* **Short task**
Please rewrite the records from the line with "where the light" to the line with "top-left (5, 288), bottom-right (618, 428)", substituting "localization model" for "detection model" and keeping everything else the same.

* **Image annotation data**
-------

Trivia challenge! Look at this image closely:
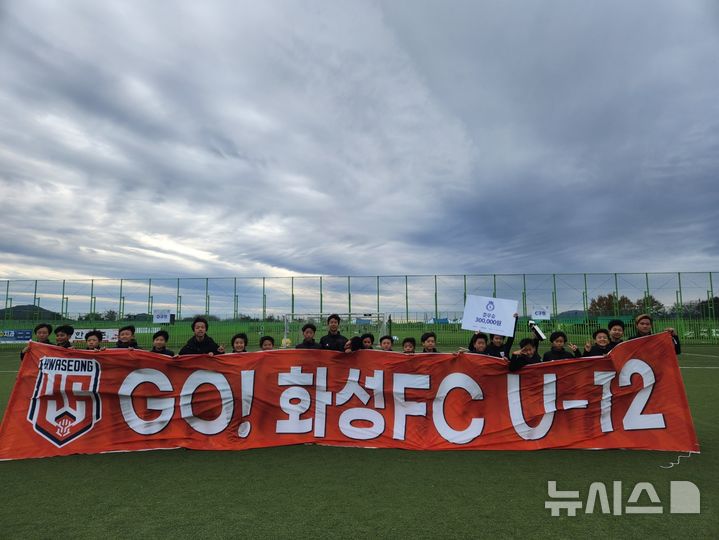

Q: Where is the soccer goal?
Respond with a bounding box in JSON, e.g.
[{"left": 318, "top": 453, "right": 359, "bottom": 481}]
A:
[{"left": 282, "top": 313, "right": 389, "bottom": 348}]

-------

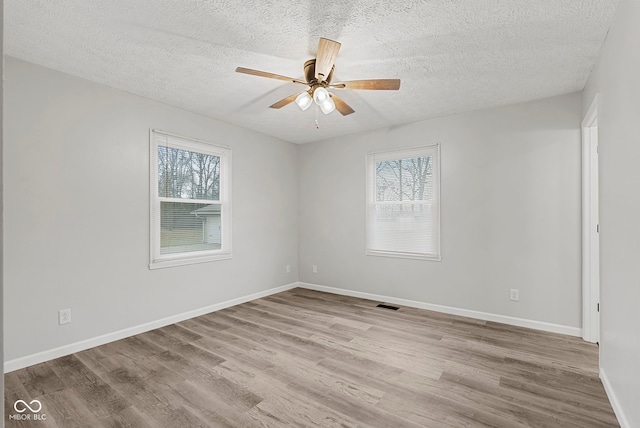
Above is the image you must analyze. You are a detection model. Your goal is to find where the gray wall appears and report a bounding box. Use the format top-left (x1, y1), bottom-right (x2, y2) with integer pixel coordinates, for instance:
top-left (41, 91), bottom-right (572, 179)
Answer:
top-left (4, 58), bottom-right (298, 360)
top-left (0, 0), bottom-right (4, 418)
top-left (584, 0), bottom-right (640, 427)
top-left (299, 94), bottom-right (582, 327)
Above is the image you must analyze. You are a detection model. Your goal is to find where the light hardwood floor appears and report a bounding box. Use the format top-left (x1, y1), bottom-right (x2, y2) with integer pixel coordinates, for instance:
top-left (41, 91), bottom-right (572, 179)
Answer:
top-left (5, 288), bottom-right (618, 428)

-------

* **Result of this exercise**
Above is the image you must analyze. You are a localization model. Your goal is to find where the light hardwood floor appears and report a bounding box. Use the format top-left (x1, y1), bottom-right (x2, y2) with integer pixel coordinates, for instance:
top-left (41, 91), bottom-right (572, 179)
Answer:
top-left (5, 288), bottom-right (618, 428)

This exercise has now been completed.